▸ WORK INSTRUCTIONS
Copy nothing from the entries below except the lines from the one containing "Target: dark curly hair" through the one containing "Where can the red plaid", and copy those exactly.

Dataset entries
******************************
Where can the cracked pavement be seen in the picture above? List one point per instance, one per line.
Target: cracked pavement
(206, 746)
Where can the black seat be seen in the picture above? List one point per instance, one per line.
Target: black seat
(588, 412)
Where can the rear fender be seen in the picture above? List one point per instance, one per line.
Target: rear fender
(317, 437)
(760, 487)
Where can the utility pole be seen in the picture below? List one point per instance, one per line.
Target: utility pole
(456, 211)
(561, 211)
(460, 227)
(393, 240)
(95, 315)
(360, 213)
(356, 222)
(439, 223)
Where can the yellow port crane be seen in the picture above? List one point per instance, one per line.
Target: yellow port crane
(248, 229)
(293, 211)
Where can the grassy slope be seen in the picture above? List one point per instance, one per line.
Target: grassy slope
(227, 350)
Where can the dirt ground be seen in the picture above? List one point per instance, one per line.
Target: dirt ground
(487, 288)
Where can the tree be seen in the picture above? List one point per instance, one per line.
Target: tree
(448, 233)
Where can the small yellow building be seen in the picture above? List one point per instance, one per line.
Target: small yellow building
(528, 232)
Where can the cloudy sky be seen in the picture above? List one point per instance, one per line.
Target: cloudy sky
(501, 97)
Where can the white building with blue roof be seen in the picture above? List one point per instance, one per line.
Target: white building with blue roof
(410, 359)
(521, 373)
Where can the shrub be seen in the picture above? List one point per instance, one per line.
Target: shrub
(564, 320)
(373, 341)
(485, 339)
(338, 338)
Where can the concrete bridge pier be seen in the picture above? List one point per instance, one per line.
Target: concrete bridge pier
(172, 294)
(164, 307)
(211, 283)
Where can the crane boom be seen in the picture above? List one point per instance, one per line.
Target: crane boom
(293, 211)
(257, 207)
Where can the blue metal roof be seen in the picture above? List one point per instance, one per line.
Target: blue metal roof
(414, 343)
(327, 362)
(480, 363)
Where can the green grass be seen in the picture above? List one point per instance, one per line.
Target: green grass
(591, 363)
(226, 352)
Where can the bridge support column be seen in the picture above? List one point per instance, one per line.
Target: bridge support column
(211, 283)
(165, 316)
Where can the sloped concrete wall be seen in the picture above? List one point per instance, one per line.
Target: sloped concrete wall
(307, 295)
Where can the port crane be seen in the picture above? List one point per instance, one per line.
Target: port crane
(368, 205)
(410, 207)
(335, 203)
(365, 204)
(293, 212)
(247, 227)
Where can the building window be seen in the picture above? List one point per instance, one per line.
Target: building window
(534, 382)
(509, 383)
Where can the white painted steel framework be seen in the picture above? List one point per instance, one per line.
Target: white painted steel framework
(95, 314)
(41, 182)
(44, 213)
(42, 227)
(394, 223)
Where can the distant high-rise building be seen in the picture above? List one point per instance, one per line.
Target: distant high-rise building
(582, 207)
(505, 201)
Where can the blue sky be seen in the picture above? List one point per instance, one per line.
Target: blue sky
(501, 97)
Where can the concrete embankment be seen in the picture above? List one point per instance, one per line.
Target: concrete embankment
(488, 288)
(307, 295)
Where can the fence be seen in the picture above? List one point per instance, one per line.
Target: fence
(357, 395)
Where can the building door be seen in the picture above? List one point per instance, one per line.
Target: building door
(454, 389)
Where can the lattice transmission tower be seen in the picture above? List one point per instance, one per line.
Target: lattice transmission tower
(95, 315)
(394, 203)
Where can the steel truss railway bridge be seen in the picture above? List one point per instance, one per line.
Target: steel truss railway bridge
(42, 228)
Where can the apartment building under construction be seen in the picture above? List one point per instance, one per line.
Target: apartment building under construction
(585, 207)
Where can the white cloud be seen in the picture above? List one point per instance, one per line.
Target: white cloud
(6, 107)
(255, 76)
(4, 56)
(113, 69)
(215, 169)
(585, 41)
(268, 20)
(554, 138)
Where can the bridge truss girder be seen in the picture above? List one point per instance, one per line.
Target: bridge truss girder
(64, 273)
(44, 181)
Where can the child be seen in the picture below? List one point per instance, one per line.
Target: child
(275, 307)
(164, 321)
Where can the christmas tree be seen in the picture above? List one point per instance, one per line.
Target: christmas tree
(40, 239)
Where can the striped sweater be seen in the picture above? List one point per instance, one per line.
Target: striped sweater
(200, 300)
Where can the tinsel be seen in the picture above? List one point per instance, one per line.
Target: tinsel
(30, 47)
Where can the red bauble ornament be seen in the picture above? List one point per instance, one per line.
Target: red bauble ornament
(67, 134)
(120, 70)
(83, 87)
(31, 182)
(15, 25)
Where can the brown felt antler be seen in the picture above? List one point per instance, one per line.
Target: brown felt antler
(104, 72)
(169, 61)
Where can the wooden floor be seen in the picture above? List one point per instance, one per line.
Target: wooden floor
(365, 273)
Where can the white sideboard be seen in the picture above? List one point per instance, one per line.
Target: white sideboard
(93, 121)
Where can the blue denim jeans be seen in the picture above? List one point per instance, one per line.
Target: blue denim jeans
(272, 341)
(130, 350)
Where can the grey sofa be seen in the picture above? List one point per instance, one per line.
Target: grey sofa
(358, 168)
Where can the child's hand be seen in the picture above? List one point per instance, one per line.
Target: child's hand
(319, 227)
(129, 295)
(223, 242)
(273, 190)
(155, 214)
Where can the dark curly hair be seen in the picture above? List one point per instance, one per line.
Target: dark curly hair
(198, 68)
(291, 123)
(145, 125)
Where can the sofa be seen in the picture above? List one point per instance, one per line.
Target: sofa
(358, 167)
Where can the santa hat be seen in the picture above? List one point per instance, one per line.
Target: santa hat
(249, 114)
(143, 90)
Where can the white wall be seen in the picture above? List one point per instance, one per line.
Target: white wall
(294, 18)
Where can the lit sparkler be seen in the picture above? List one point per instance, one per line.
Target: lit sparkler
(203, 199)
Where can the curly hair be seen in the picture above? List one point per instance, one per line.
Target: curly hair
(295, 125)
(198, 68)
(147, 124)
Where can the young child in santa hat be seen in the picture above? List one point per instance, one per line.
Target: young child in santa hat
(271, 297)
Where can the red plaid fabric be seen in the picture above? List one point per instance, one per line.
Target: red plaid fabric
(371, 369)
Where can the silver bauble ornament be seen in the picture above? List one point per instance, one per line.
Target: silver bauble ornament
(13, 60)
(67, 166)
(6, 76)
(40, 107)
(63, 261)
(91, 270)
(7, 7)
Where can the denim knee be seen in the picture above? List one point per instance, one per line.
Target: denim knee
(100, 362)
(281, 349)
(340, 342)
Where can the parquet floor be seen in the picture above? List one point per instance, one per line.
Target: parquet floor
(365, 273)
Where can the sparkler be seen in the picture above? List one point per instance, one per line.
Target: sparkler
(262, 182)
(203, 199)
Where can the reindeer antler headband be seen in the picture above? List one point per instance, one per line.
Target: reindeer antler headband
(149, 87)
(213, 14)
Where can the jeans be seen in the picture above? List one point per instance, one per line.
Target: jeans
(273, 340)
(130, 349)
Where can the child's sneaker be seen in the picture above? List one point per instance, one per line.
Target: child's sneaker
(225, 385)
******************************
▸ RESPONSE TO THIS EXERCISE
Target: dark curly hair
(198, 68)
(291, 123)
(145, 125)
Where can the sofa be seen in the picture above? List one point per instance, one per line.
Target: sofa
(358, 167)
Where can the santa hat be seen in the picture above? List one point per instance, one per line.
Target: santa hat
(249, 114)
(143, 90)
Where can the white wall be seen in the picture above? List one point per instance, one per line.
Target: white wall
(294, 18)
Where can the lit sparkler be seen in the picture above? List one point per instance, one per line.
Target: lit sparkler
(203, 199)
Where can the curly hair be seen in the picture above? List one point per instance, one per line.
Target: curly hair
(295, 125)
(198, 68)
(147, 124)
Where can the young child in santa hat be seen in the picture above? List one point per instance, one per line.
Target: young child in santa hat
(271, 297)
Where can the red plaid fabric be seen in the picture above? List one point per instance, one per line.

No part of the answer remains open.